Petunjuk dan Ketentuan: Tuliskan lanjutan berita tentang sulitnya pengembang perumahan di Solo Raya mengurus Persetujuan Bangunan Gedung, dimulai tepat setelah kalimat terakhirnya.

Teks yang Diberikan:
....................

LOKAWARTA.COM,SUKOHARJO-Sulitnya mengurus Persetujuan Bangunan Gedung atau PBG masih menjadi keluhan sejumlah developer / pengembang perumahan di Solo Raya.
Padahal, sebagian developer masih harus berpacu dengan argo perbankan yang setiap bulan terus berjalan, lantaran para pengembang punya pinjaman di bank. Akibatnya, mereka merugi, apalagi proses mengurus PBG itu hingga berbulan bulan, bahkan tahunan.
Keluhan itu mengemuka dalam bimbingan teknis perihal perizinan dan bincang bisnis bersama perbankan yang digelar paguyuban developer Solo Raya di Hotel Brother, Solo Baru, Sukoharjo, Rabu (21/9/2022).
Bintek perizinan menghadirkan lima pejabat dinas terkait dari Pemkab Sukoharjo. Yaitu Dinas Pekerjaan Umum dan Penataan Ruang (DPUPR), Dinas Penanaman Modal dan Pelayanan Terpadu Satu Pintu (DPMPTSP), Dinas Perumahan dan Kawasan Permukiman (DPKP), Dinas Lingkungan Hidup (DLH), dan BPN Sukoharjo.
“Hingga kini, teman-temam developer masih kesulitan mengurus PBG yang sebelumnya bernama IMB, padahal kami masih harus berpacu dengan argo perbankan,” kata Ketua Paguyuban Developer Soloraya, Oma Nuryanto.

....................

Data Mentah:
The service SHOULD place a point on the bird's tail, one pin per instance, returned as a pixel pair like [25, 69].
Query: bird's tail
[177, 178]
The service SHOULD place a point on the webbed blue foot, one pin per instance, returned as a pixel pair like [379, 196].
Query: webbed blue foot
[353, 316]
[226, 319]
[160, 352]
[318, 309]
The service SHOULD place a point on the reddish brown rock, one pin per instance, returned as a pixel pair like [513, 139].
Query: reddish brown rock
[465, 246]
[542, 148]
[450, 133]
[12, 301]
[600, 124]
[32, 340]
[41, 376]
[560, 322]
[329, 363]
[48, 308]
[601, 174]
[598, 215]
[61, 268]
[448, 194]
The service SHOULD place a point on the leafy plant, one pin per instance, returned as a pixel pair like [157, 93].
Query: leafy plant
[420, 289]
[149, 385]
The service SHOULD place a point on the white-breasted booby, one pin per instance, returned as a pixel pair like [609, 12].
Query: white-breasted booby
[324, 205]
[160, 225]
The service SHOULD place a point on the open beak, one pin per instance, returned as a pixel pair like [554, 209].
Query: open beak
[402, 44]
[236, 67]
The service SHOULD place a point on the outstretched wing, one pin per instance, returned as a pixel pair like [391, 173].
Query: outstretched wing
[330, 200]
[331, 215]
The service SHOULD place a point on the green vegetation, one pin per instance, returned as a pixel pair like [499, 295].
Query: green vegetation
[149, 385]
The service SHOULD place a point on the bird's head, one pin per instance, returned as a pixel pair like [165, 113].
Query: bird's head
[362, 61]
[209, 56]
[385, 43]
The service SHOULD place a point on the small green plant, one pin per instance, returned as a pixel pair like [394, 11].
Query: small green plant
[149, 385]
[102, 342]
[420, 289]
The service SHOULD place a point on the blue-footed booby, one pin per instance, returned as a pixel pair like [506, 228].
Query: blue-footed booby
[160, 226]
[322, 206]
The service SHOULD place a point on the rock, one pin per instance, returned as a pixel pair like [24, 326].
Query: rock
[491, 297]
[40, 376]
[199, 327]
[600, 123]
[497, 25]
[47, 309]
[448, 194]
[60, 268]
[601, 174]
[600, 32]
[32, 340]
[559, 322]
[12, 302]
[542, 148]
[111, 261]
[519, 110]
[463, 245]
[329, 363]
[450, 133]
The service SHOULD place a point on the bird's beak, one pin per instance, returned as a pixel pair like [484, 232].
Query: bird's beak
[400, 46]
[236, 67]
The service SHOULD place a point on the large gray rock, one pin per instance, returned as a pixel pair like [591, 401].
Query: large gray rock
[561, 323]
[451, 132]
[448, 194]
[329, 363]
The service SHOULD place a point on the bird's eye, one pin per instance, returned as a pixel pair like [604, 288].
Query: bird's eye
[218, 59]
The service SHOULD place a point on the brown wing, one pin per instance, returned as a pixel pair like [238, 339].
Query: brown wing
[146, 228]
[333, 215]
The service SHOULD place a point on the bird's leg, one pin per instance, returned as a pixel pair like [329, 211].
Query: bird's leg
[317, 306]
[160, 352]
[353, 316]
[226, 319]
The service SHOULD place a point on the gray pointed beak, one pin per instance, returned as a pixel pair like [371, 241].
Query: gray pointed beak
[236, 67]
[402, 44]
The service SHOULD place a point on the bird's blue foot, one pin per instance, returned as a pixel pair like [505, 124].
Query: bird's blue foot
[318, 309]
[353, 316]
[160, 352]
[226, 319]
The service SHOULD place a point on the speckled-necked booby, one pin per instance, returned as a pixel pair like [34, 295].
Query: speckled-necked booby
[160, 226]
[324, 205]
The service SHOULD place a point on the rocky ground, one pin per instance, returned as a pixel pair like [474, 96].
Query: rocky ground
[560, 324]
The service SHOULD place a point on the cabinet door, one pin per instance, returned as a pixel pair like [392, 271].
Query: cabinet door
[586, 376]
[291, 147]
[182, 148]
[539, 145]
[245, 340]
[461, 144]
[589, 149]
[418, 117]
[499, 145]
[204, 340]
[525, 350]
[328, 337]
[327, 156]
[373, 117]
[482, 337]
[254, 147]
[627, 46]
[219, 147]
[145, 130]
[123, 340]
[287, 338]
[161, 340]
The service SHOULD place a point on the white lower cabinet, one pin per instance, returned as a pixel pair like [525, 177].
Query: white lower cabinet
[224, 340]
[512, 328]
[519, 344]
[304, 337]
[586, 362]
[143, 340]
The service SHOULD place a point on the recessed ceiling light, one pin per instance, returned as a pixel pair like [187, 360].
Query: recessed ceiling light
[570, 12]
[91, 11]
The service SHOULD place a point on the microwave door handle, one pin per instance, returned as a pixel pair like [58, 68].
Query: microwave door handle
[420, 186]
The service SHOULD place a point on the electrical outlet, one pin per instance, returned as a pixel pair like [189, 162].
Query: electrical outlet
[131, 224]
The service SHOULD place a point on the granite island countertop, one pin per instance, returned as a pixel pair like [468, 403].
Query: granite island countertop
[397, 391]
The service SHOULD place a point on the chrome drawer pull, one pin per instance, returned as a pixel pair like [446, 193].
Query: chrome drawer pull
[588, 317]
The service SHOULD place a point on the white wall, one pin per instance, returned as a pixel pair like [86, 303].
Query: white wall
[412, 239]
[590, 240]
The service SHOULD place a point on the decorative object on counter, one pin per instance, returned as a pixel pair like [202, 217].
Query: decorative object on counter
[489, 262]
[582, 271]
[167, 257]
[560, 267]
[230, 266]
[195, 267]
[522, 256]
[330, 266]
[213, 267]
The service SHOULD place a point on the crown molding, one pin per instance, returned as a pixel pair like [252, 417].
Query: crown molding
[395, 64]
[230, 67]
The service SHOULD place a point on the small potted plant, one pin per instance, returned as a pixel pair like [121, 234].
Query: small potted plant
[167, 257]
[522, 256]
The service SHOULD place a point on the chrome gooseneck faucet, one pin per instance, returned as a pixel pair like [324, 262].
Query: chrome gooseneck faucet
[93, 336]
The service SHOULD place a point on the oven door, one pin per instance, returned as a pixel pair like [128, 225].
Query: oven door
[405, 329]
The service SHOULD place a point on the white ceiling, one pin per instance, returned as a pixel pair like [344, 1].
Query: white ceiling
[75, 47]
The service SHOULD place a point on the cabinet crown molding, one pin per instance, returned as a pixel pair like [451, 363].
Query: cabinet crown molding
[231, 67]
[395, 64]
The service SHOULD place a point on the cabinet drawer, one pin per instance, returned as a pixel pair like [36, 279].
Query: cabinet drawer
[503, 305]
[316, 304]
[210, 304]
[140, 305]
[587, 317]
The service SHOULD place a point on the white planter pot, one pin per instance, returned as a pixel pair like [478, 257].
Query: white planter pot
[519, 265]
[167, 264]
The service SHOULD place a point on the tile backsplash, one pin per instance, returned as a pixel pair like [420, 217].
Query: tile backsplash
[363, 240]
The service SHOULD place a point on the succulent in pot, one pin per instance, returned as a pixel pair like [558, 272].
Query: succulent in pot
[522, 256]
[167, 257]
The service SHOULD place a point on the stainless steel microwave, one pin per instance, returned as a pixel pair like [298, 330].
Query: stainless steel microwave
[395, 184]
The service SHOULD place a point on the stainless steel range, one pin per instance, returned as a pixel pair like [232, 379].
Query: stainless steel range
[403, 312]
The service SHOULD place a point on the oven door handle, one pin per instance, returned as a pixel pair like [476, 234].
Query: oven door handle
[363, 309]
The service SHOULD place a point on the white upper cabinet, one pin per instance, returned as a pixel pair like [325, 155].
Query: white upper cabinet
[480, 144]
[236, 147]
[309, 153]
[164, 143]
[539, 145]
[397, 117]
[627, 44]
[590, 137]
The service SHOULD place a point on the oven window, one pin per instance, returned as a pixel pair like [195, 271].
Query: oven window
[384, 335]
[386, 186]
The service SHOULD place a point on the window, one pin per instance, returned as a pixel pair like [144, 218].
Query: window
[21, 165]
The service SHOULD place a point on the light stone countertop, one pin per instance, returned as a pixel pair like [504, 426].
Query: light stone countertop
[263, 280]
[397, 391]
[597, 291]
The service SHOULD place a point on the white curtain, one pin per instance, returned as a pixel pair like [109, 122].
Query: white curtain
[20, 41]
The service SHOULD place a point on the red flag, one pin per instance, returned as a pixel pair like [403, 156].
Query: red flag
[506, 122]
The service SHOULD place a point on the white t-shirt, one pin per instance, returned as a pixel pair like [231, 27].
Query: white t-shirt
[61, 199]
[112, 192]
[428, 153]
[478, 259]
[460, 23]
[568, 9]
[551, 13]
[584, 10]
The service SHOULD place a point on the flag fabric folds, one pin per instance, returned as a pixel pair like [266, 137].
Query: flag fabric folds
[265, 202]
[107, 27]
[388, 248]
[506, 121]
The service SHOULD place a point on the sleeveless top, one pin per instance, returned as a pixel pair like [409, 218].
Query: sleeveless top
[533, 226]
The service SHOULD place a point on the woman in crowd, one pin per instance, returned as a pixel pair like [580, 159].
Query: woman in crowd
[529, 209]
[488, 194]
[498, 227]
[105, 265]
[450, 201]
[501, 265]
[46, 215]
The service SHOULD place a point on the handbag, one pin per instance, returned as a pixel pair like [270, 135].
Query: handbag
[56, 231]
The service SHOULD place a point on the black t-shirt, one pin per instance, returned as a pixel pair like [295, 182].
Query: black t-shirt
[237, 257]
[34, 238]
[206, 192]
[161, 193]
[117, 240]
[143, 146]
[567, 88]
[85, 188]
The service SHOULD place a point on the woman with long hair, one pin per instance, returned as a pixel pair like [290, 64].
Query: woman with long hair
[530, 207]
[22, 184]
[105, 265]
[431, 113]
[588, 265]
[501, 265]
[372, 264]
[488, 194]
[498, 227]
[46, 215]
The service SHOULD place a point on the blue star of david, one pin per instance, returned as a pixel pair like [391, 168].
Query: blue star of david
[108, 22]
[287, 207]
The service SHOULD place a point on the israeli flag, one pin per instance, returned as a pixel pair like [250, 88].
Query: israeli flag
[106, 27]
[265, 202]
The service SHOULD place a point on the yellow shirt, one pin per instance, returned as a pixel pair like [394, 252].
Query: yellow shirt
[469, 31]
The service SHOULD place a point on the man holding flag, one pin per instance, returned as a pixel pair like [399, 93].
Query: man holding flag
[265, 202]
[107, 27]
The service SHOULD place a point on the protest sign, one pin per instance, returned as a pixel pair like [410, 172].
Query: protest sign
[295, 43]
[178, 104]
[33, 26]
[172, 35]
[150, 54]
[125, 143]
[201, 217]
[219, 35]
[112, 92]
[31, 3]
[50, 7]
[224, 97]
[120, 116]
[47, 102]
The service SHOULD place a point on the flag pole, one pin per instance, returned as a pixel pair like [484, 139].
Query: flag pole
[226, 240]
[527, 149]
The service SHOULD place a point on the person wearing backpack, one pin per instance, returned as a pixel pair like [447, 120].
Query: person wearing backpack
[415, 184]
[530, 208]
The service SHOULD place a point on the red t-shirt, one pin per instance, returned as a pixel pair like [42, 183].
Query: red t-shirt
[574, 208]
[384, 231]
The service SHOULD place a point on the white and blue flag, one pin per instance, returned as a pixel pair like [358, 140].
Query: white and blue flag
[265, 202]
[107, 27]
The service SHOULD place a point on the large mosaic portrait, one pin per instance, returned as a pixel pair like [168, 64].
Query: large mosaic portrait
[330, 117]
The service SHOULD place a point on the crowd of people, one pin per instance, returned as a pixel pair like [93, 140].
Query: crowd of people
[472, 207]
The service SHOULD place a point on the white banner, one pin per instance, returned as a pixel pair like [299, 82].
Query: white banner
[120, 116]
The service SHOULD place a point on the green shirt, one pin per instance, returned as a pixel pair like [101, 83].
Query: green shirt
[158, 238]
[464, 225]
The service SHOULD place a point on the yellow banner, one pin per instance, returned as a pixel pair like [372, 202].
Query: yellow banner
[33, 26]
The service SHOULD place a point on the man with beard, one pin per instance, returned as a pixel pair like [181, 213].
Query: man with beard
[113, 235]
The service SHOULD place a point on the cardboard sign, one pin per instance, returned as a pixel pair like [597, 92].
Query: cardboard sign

....................

Hasil Tugas Ini:
Sulitnya mengurus PBG di sejumlah daerah tidak lepas dari kesiapan pemda dalam memberi pelayanan. Mulai dari regulasi kesiapan infrastruktur kelembagaan hingga sumber daya manusia.
Hingga saat ini belum ada kabupaten di Solo Raya yang sudah mempunyai peraturan daerah (Perda) tentang Persetujuan Bangunan Gedung, termasuk di Sukaharjo. Padahal PBG itu instruksi dari pusat sebagai pengganti IMB (Izin Mendirikan Bangunan).
Namun untuk mensiasati agar pembangunan perumahan serta bangunan industri dan perkantoran tetap jalan, sejumlah Pemda menerbitkan peraturan bupati (perbub) atau peraturan wali kota (perwali) sebagai transisi sebelum diterbitkannya PBG.
Selain PBG, para pengembang kini juga harus berhadapan dengan kebijakan soal lahan sawah dilindungi (LSD) dari pemerintah pusat. Pengembang mengeluh lantaran LSD sering bertabrakan dengan Perda rencana tata ruang wilayah (RTRW).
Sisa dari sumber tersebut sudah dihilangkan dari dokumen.